AIM OF THE TASK: All lines in the records below with the word "instance" must be returned.
══════════════════════════════
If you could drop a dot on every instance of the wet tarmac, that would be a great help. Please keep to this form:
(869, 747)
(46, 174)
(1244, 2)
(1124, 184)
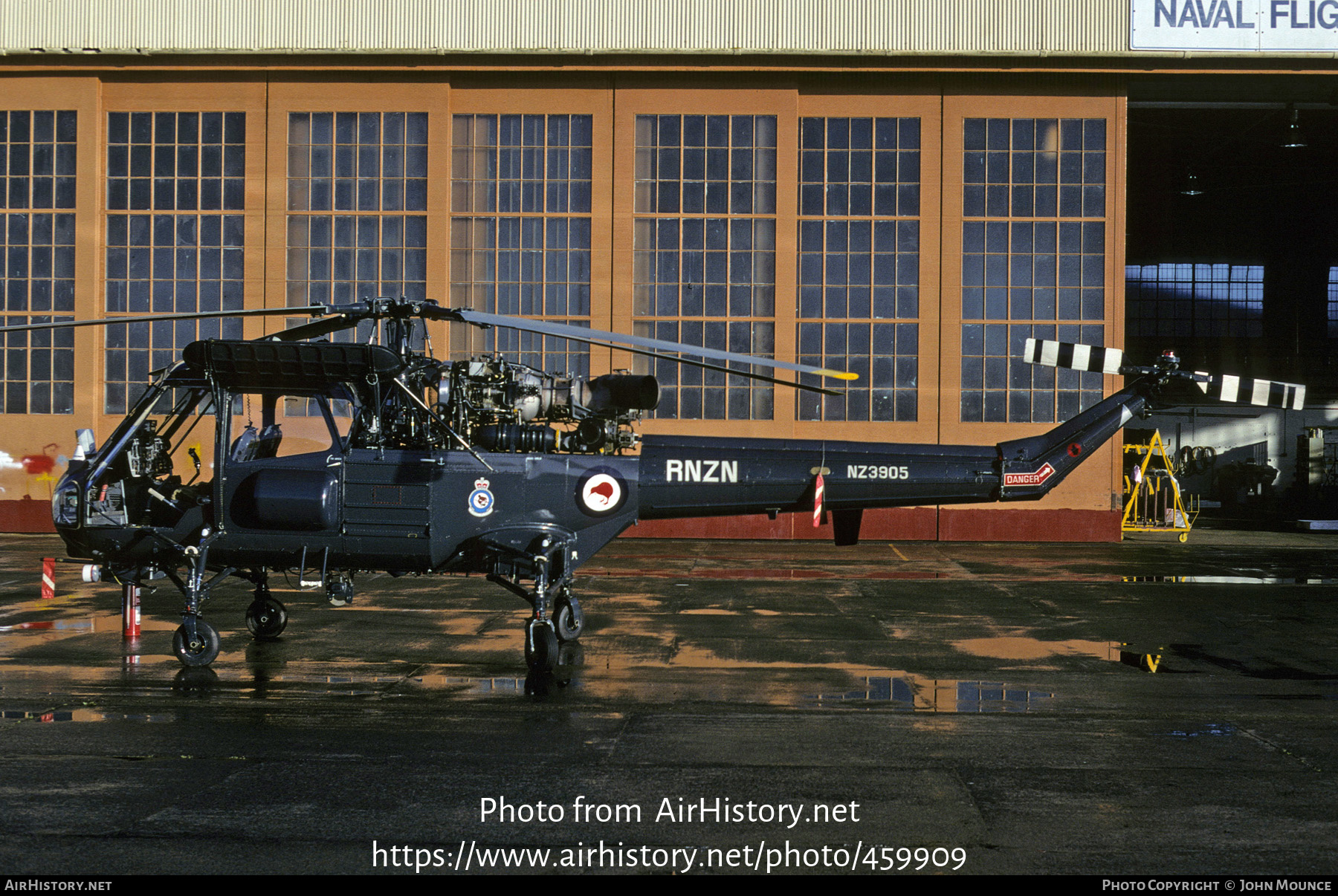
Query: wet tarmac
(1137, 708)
══════════════════════════════
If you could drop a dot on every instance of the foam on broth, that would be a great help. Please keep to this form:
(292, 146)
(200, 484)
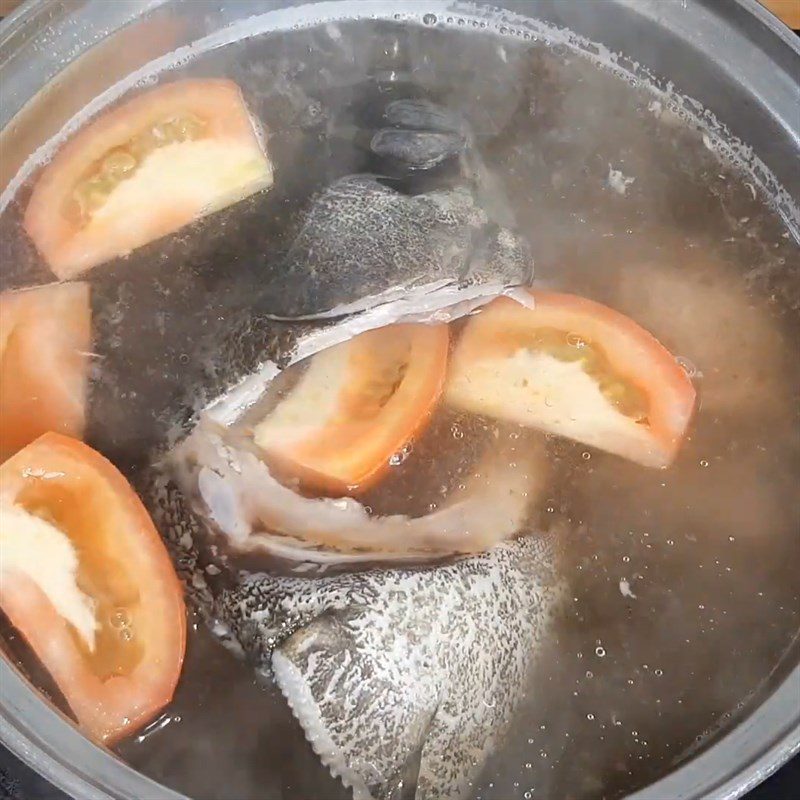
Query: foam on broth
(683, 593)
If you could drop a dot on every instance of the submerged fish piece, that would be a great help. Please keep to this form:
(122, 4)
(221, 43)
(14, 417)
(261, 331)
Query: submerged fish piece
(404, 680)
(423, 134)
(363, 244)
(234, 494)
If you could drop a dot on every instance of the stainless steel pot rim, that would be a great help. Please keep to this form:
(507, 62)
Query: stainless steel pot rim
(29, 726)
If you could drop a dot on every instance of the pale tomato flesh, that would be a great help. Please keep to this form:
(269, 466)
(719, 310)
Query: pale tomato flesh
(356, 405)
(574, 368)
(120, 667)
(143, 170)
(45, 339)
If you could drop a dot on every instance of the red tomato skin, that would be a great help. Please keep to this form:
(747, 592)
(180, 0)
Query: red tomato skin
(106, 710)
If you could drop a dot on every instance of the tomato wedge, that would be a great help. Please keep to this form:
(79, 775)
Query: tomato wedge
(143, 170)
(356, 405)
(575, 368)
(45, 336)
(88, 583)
══════════════════════════════
SOLUTION TO THE PROBLEM:
If you could drop a dot on every instance of the wet tarmac, that would be a great help. Please keep to this form:
If you could drop a dot on every instance of the foam on broth, that would be a great help. Please keep to this form:
If you could drop a dot on every instance of the submerged fish piece, that would be a great help. Please keep to this form:
If you could drop a dot on every instance of the stainless steel pot rim, that would be a great help. Please keep to this form:
If you could drop a dot on every instance of the pale tomato flesh, that would be a great help. Please keep to this form:
If you could drop a dot on every instance of the red tomato skin, that would be a great help. Please keep to this form:
If you could drop a dot on every instance of the tomato wedge, that would be a great help. Please keep to this form:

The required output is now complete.